Task -> Only the lines from the one holding "502L1220 513H1252L1254 468L1242" to the final line of the material below belong in the answer, transcribed exactly.

Material for this exercise ->
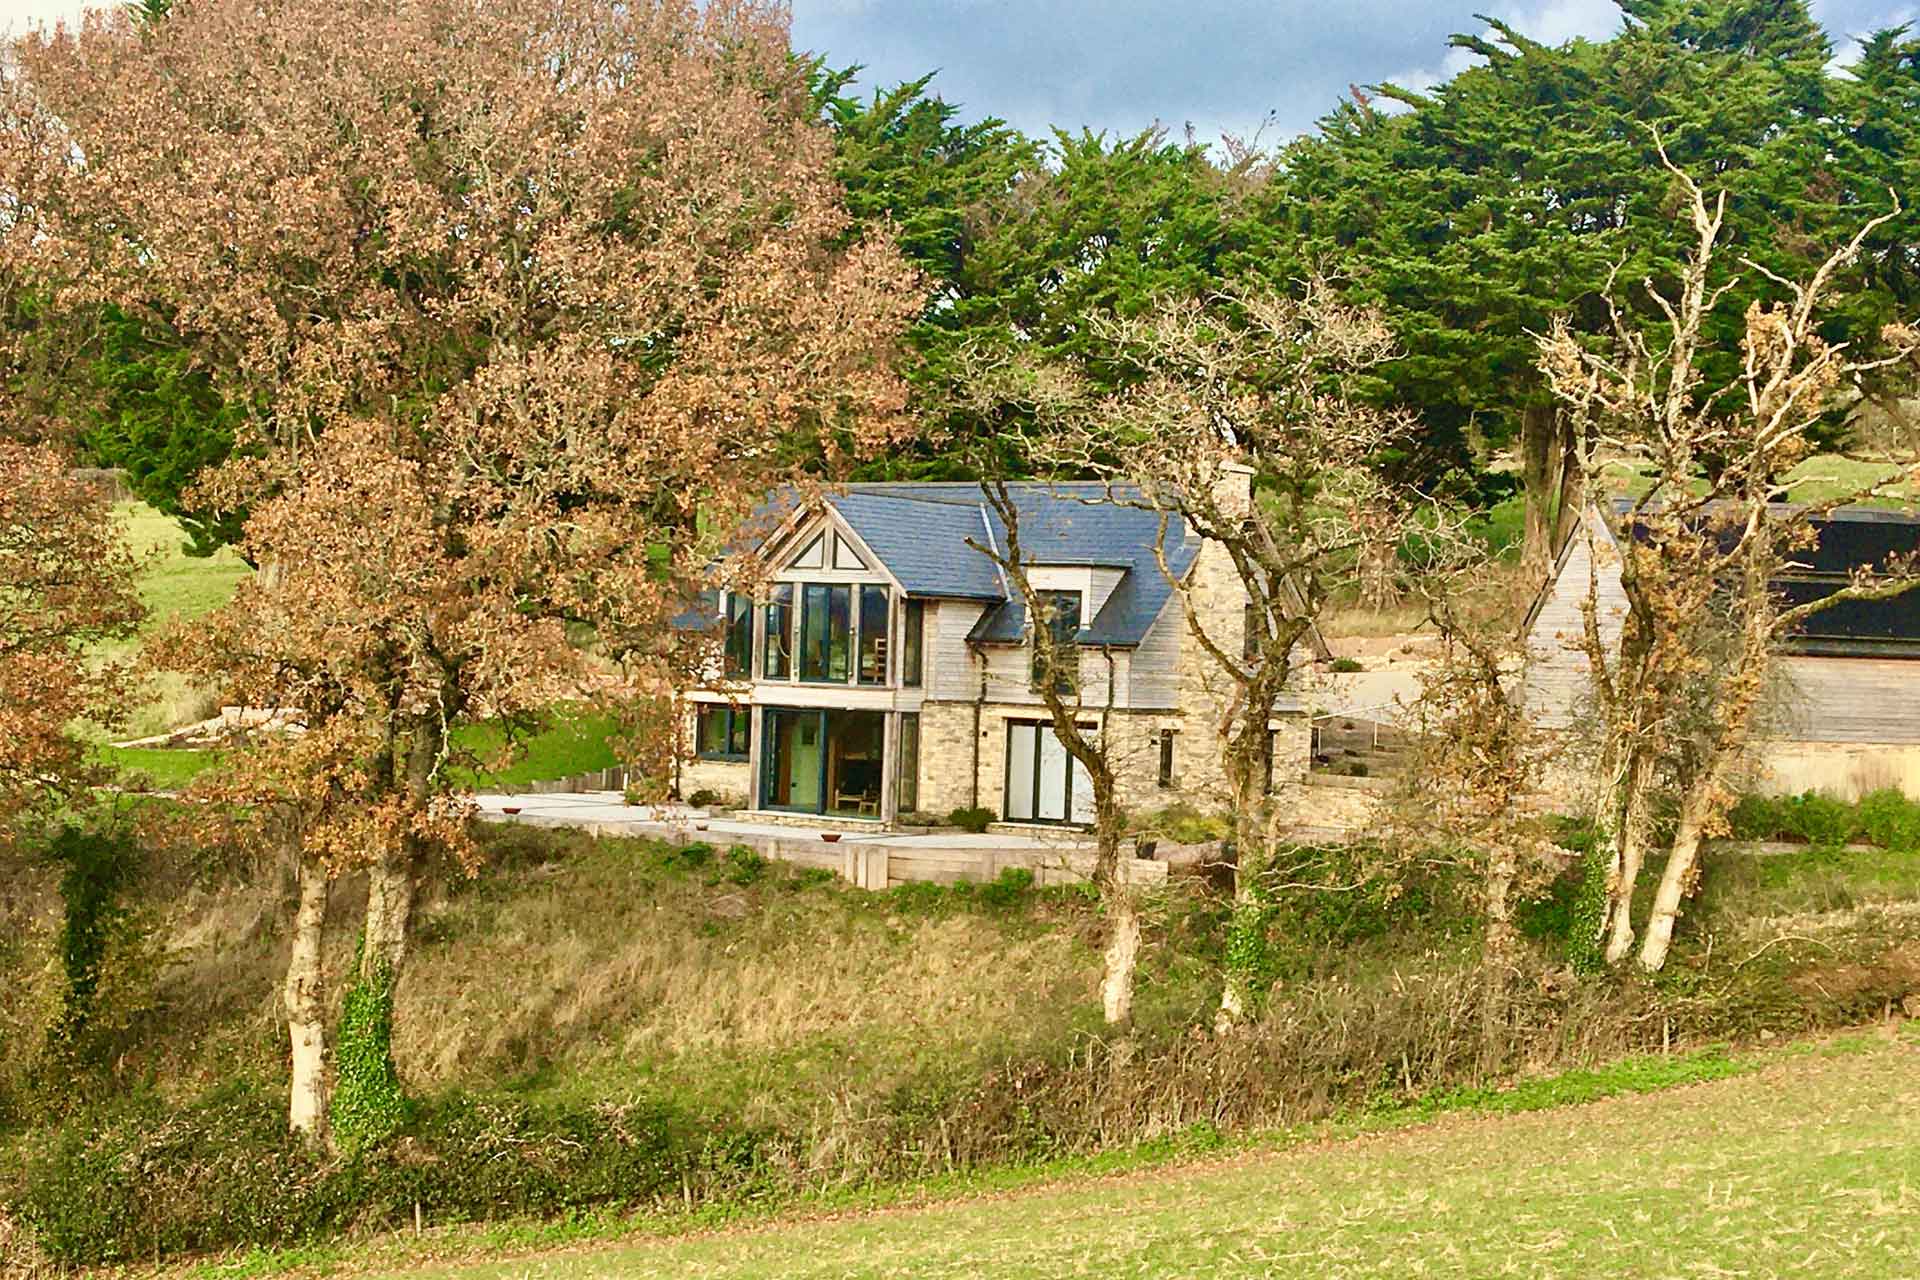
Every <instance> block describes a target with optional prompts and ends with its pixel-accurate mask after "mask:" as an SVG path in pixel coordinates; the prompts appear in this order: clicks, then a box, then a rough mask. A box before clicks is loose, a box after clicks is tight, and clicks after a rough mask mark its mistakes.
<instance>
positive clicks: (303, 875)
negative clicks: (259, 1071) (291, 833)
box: [280, 858, 328, 1142]
mask: <svg viewBox="0 0 1920 1280" xmlns="http://www.w3.org/2000/svg"><path fill="white" fill-rule="evenodd" d="M296 875H298V879H300V908H298V910H296V912H294V948H292V952H290V954H288V960H286V984H284V988H282V992H280V996H282V1000H284V1004H286V1036H288V1042H290V1048H292V1080H290V1086H288V1103H286V1123H288V1126H290V1128H292V1130H294V1132H296V1134H303V1136H305V1138H307V1140H311V1142H324V1140H326V1105H328V1094H326V975H324V971H323V967H321V942H323V936H324V933H326V887H328V883H326V867H323V865H321V864H319V862H317V860H313V858H300V864H298V873H296Z"/></svg>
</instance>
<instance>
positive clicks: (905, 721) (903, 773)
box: [897, 716, 920, 814]
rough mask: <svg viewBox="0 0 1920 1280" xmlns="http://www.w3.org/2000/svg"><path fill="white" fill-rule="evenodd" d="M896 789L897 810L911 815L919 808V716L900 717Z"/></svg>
mask: <svg viewBox="0 0 1920 1280" xmlns="http://www.w3.org/2000/svg"><path fill="white" fill-rule="evenodd" d="M897 789H899V791H897V794H899V808H900V812H902V814H912V812H914V810H918V808H920V716H900V760H899V781H897Z"/></svg>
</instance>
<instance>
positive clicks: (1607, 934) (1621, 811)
mask: <svg viewBox="0 0 1920 1280" xmlns="http://www.w3.org/2000/svg"><path fill="white" fill-rule="evenodd" d="M1651 777H1653V760H1651V756H1649V754H1647V752H1644V750H1634V754H1632V760H1630V762H1628V766H1626V777H1624V781H1622V783H1620V785H1622V794H1620V810H1619V814H1620V818H1619V831H1617V833H1615V850H1617V852H1615V865H1613V877H1611V879H1609V881H1607V915H1605V921H1603V925H1601V929H1603V933H1605V938H1607V952H1605V956H1607V963H1609V965H1617V963H1620V961H1622V960H1626V956H1628V952H1632V950H1634V890H1636V889H1638V885H1640V867H1642V865H1644V864H1645V856H1647V825H1649V821H1651V796H1649V794H1647V785H1649V781H1651Z"/></svg>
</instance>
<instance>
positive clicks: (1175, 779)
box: [920, 702, 1311, 816]
mask: <svg viewBox="0 0 1920 1280" xmlns="http://www.w3.org/2000/svg"><path fill="white" fill-rule="evenodd" d="M973 716H975V704H973V702H924V704H922V708H920V810H922V812H925V814H947V812H950V810H956V808H964V806H970V804H973V802H975V794H977V802H979V804H981V806H983V808H987V810H993V814H995V816H1000V814H1002V804H1004V800H1006V794H1004V791H1006V723H1008V722H1010V720H1046V714H1044V710H1037V708H1033V706H1016V704H1006V702H987V704H983V706H981V708H979V741H977V747H979V754H977V770H979V773H977V793H975V777H973V768H975V739H973V723H975V718H973ZM1112 716H1114V725H1112V733H1114V739H1112V741H1114V766H1116V773H1117V781H1119V804H1121V808H1125V810H1127V812H1131V814H1150V812H1156V810H1164V808H1167V806H1171V804H1190V806H1192V808H1196V810H1200V812H1221V810H1225V808H1229V804H1231V791H1229V787H1227V775H1225V770H1223V768H1221V758H1219V741H1217V739H1215V737H1213V723H1212V722H1208V720H1202V718H1198V716H1183V714H1179V712H1152V714H1129V712H1112ZM1102 720H1104V712H1096V710H1094V712H1083V714H1081V723H1091V725H1100V722H1102ZM1164 729H1173V735H1175V737H1173V785H1169V787H1162V785H1160V733H1162V731H1164ZM1309 741H1311V731H1309V727H1308V722H1306V718H1300V716H1286V718H1283V720H1281V727H1279V729H1277V731H1275V762H1273V779H1275V789H1281V787H1286V785H1288V783H1292V781H1298V779H1302V777H1306V771H1308V750H1309Z"/></svg>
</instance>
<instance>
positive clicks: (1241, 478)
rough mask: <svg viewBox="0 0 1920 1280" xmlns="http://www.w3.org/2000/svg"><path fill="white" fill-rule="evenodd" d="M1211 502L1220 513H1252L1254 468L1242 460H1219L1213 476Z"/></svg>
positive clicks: (1252, 513) (1253, 482)
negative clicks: (1216, 506) (1218, 508)
mask: <svg viewBox="0 0 1920 1280" xmlns="http://www.w3.org/2000/svg"><path fill="white" fill-rule="evenodd" d="M1213 503H1215V505H1217V507H1219V510H1221V514H1242V516H1250V514H1254V468H1252V466H1246V464H1244V462H1221V466H1219V474H1217V476H1215V478H1213Z"/></svg>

Result of the task ->
rough mask: <svg viewBox="0 0 1920 1280" xmlns="http://www.w3.org/2000/svg"><path fill="white" fill-rule="evenodd" d="M1211 502L1220 513H1252L1254 468L1242 460H1219L1213 476Z"/></svg>
positive clicks: (1252, 513) (1253, 482)
negative clicks: (1216, 506) (1218, 508)
mask: <svg viewBox="0 0 1920 1280" xmlns="http://www.w3.org/2000/svg"><path fill="white" fill-rule="evenodd" d="M1213 503H1215V505H1217V507H1219V510H1221V514H1242V516H1250V514H1254V468H1252V466H1246V464H1244V462H1221V466H1219V474H1217V476H1215V478H1213Z"/></svg>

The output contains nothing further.